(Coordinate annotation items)

>> Start

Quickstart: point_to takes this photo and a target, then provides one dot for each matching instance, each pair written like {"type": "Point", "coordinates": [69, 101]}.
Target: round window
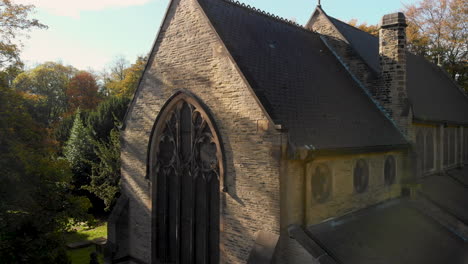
{"type": "Point", "coordinates": [389, 170]}
{"type": "Point", "coordinates": [361, 176]}
{"type": "Point", "coordinates": [321, 183]}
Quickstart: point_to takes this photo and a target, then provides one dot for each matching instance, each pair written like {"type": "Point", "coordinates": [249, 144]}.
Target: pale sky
{"type": "Point", "coordinates": [89, 34]}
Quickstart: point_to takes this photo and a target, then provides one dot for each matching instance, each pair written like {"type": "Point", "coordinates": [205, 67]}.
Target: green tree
{"type": "Point", "coordinates": [35, 198]}
{"type": "Point", "coordinates": [105, 177]}
{"type": "Point", "coordinates": [78, 150]}
{"type": "Point", "coordinates": [48, 82]}
{"type": "Point", "coordinates": [438, 30]}
{"type": "Point", "coordinates": [123, 82]}
{"type": "Point", "coordinates": [82, 91]}
{"type": "Point", "coordinates": [103, 119]}
{"type": "Point", "coordinates": [14, 21]}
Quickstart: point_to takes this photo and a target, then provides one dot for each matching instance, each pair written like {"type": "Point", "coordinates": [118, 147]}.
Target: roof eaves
{"type": "Point", "coordinates": [147, 66]}
{"type": "Point", "coordinates": [320, 10]}
{"type": "Point", "coordinates": [308, 152]}
{"type": "Point", "coordinates": [241, 73]}
{"type": "Point", "coordinates": [381, 109]}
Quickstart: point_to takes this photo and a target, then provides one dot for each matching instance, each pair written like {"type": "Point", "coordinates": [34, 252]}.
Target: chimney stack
{"type": "Point", "coordinates": [392, 51]}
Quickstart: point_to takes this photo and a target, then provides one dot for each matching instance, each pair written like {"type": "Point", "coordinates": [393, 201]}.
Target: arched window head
{"type": "Point", "coordinates": [186, 166]}
{"type": "Point", "coordinates": [184, 134]}
{"type": "Point", "coordinates": [389, 170]}
{"type": "Point", "coordinates": [321, 183]}
{"type": "Point", "coordinates": [361, 176]}
{"type": "Point", "coordinates": [429, 151]}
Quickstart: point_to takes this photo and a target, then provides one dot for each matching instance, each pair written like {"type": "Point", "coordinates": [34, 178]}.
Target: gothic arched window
{"type": "Point", "coordinates": [321, 183]}
{"type": "Point", "coordinates": [429, 150]}
{"type": "Point", "coordinates": [389, 170]}
{"type": "Point", "coordinates": [420, 150]}
{"type": "Point", "coordinates": [446, 146]}
{"type": "Point", "coordinates": [186, 167]}
{"type": "Point", "coordinates": [361, 176]}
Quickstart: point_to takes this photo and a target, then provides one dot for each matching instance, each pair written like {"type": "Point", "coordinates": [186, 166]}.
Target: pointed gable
{"type": "Point", "coordinates": [299, 81]}
{"type": "Point", "coordinates": [433, 95]}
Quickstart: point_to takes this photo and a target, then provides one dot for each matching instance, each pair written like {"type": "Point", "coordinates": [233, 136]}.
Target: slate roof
{"type": "Point", "coordinates": [433, 95]}
{"type": "Point", "coordinates": [393, 232]}
{"type": "Point", "coordinates": [299, 81]}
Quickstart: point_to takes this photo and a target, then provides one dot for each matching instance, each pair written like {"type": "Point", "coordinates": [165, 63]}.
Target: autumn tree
{"type": "Point", "coordinates": [125, 83]}
{"type": "Point", "coordinates": [371, 29]}
{"type": "Point", "coordinates": [48, 83]}
{"type": "Point", "coordinates": [78, 150]}
{"type": "Point", "coordinates": [105, 170]}
{"type": "Point", "coordinates": [438, 30]}
{"type": "Point", "coordinates": [14, 21]}
{"type": "Point", "coordinates": [82, 92]}
{"type": "Point", "coordinates": [35, 199]}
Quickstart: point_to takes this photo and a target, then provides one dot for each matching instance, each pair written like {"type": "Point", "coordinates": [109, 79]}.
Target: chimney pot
{"type": "Point", "coordinates": [392, 20]}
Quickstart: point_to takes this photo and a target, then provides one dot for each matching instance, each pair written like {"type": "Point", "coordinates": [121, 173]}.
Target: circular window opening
{"type": "Point", "coordinates": [389, 170]}
{"type": "Point", "coordinates": [361, 176]}
{"type": "Point", "coordinates": [321, 183]}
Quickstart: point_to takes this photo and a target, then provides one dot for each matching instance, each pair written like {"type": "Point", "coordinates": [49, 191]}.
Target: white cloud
{"type": "Point", "coordinates": [72, 8]}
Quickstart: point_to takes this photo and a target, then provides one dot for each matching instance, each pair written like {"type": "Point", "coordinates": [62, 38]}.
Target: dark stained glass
{"type": "Point", "coordinates": [389, 170]}
{"type": "Point", "coordinates": [186, 169]}
{"type": "Point", "coordinates": [321, 183]}
{"type": "Point", "coordinates": [361, 176]}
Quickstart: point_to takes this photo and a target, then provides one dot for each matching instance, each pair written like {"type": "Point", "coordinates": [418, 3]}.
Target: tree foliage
{"type": "Point", "coordinates": [371, 29]}
{"type": "Point", "coordinates": [122, 82]}
{"type": "Point", "coordinates": [103, 119]}
{"type": "Point", "coordinates": [35, 199]}
{"type": "Point", "coordinates": [105, 177]}
{"type": "Point", "coordinates": [82, 92]}
{"type": "Point", "coordinates": [48, 83]}
{"type": "Point", "coordinates": [14, 20]}
{"type": "Point", "coordinates": [438, 30]}
{"type": "Point", "coordinates": [78, 150]}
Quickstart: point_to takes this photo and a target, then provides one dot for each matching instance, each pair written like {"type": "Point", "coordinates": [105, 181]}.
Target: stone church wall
{"type": "Point", "coordinates": [300, 207]}
{"type": "Point", "coordinates": [344, 198]}
{"type": "Point", "coordinates": [448, 148]}
{"type": "Point", "coordinates": [188, 56]}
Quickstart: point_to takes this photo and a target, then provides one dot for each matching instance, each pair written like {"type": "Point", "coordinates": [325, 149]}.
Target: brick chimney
{"type": "Point", "coordinates": [392, 51]}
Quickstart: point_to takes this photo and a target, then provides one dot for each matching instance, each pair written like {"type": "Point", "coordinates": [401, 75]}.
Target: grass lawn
{"type": "Point", "coordinates": [81, 255]}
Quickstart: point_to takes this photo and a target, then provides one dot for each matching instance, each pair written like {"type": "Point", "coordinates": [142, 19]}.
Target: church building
{"type": "Point", "coordinates": [252, 139]}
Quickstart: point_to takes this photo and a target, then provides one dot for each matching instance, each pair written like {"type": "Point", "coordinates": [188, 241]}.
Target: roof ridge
{"type": "Point", "coordinates": [267, 14]}
{"type": "Point", "coordinates": [347, 24]}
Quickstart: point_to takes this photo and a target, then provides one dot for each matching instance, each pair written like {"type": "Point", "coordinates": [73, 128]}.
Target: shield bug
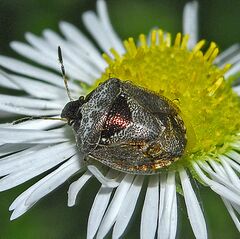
{"type": "Point", "coordinates": [126, 127]}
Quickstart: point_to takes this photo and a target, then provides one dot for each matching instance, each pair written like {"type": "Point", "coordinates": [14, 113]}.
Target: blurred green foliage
{"type": "Point", "coordinates": [51, 218]}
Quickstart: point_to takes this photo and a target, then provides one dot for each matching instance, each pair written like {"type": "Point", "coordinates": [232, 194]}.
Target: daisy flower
{"type": "Point", "coordinates": [198, 82]}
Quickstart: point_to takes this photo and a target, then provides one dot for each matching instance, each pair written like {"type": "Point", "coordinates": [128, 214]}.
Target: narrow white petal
{"type": "Point", "coordinates": [105, 181]}
{"type": "Point", "coordinates": [39, 89]}
{"type": "Point", "coordinates": [74, 35]}
{"type": "Point", "coordinates": [37, 163]}
{"type": "Point", "coordinates": [237, 89]}
{"type": "Point", "coordinates": [235, 156]}
{"type": "Point", "coordinates": [218, 177]}
{"type": "Point", "coordinates": [227, 54]}
{"type": "Point", "coordinates": [71, 54]}
{"type": "Point", "coordinates": [115, 205]}
{"type": "Point", "coordinates": [233, 164]}
{"type": "Point", "coordinates": [230, 172]}
{"type": "Point", "coordinates": [216, 187]}
{"type": "Point", "coordinates": [234, 70]}
{"type": "Point", "coordinates": [34, 54]}
{"type": "Point", "coordinates": [127, 209]}
{"type": "Point", "coordinates": [167, 209]}
{"type": "Point", "coordinates": [195, 214]}
{"type": "Point", "coordinates": [29, 102]}
{"type": "Point", "coordinates": [232, 213]}
{"type": "Point", "coordinates": [190, 22]}
{"type": "Point", "coordinates": [30, 70]}
{"type": "Point", "coordinates": [76, 187]}
{"type": "Point", "coordinates": [174, 217]}
{"type": "Point", "coordinates": [149, 216]}
{"type": "Point", "coordinates": [8, 135]}
{"type": "Point", "coordinates": [103, 15]}
{"type": "Point", "coordinates": [12, 148]}
{"type": "Point", "coordinates": [27, 111]}
{"type": "Point", "coordinates": [96, 29]}
{"type": "Point", "coordinates": [37, 124]}
{"type": "Point", "coordinates": [5, 82]}
{"type": "Point", "coordinates": [57, 177]}
{"type": "Point", "coordinates": [11, 163]}
{"type": "Point", "coordinates": [98, 209]}
{"type": "Point", "coordinates": [19, 205]}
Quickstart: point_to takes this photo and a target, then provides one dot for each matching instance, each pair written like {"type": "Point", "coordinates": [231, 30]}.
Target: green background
{"type": "Point", "coordinates": [51, 218]}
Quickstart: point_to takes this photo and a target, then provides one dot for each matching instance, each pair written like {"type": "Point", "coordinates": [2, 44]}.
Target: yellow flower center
{"type": "Point", "coordinates": [207, 104]}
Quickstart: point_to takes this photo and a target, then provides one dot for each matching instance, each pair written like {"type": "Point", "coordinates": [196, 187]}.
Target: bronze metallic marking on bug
{"type": "Point", "coordinates": [127, 127]}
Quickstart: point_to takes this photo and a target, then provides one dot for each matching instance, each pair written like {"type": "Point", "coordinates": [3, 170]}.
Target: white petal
{"type": "Point", "coordinates": [19, 205]}
{"type": "Point", "coordinates": [216, 187]}
{"type": "Point", "coordinates": [96, 29]}
{"type": "Point", "coordinates": [190, 22]}
{"type": "Point", "coordinates": [127, 209]}
{"type": "Point", "coordinates": [37, 163]}
{"type": "Point", "coordinates": [234, 70]}
{"type": "Point", "coordinates": [39, 89]}
{"type": "Point", "coordinates": [237, 89]}
{"type": "Point", "coordinates": [97, 211]}
{"type": "Point", "coordinates": [167, 207]}
{"type": "Point", "coordinates": [71, 54]}
{"type": "Point", "coordinates": [5, 82]}
{"type": "Point", "coordinates": [234, 155]}
{"type": "Point", "coordinates": [116, 203]}
{"type": "Point", "coordinates": [8, 135]}
{"type": "Point", "coordinates": [195, 214]}
{"type": "Point", "coordinates": [36, 124]}
{"type": "Point", "coordinates": [12, 162]}
{"type": "Point", "coordinates": [227, 54]}
{"type": "Point", "coordinates": [30, 70]}
{"type": "Point", "coordinates": [218, 178]}
{"type": "Point", "coordinates": [76, 187]}
{"type": "Point", "coordinates": [150, 209]}
{"type": "Point", "coordinates": [34, 54]}
{"type": "Point", "coordinates": [174, 217]}
{"type": "Point", "coordinates": [57, 177]}
{"type": "Point", "coordinates": [230, 172]}
{"type": "Point", "coordinates": [104, 18]}
{"type": "Point", "coordinates": [29, 102]}
{"type": "Point", "coordinates": [12, 148]}
{"type": "Point", "coordinates": [74, 35]}
{"type": "Point", "coordinates": [26, 111]}
{"type": "Point", "coordinates": [105, 181]}
{"type": "Point", "coordinates": [232, 213]}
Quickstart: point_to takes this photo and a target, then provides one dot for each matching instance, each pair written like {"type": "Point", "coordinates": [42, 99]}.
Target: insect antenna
{"type": "Point", "coordinates": [63, 73]}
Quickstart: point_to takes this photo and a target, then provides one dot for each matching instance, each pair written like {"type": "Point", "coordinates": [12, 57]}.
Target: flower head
{"type": "Point", "coordinates": [196, 82]}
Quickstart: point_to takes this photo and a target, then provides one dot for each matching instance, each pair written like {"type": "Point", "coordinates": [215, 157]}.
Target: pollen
{"type": "Point", "coordinates": [188, 78]}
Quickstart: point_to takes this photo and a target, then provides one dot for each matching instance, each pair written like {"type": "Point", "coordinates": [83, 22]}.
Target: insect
{"type": "Point", "coordinates": [126, 127]}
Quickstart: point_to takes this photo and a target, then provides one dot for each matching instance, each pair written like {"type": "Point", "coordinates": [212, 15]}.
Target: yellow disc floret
{"type": "Point", "coordinates": [209, 107]}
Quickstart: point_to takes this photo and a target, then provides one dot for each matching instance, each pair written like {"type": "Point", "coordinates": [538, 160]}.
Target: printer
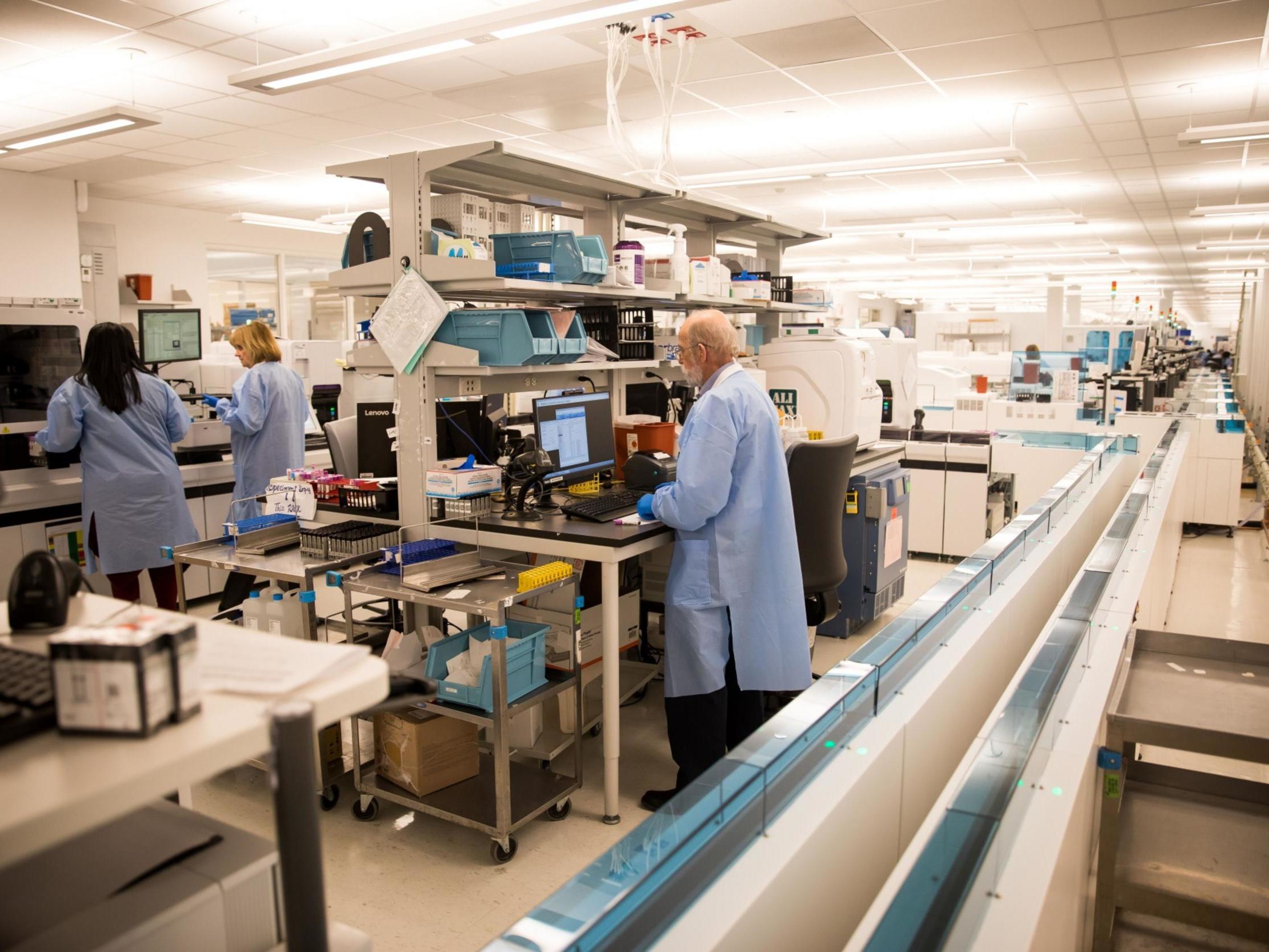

>> End

Exercise task :: How many lines in the items above contain the word "church"? Give only the number.

Full output :: 2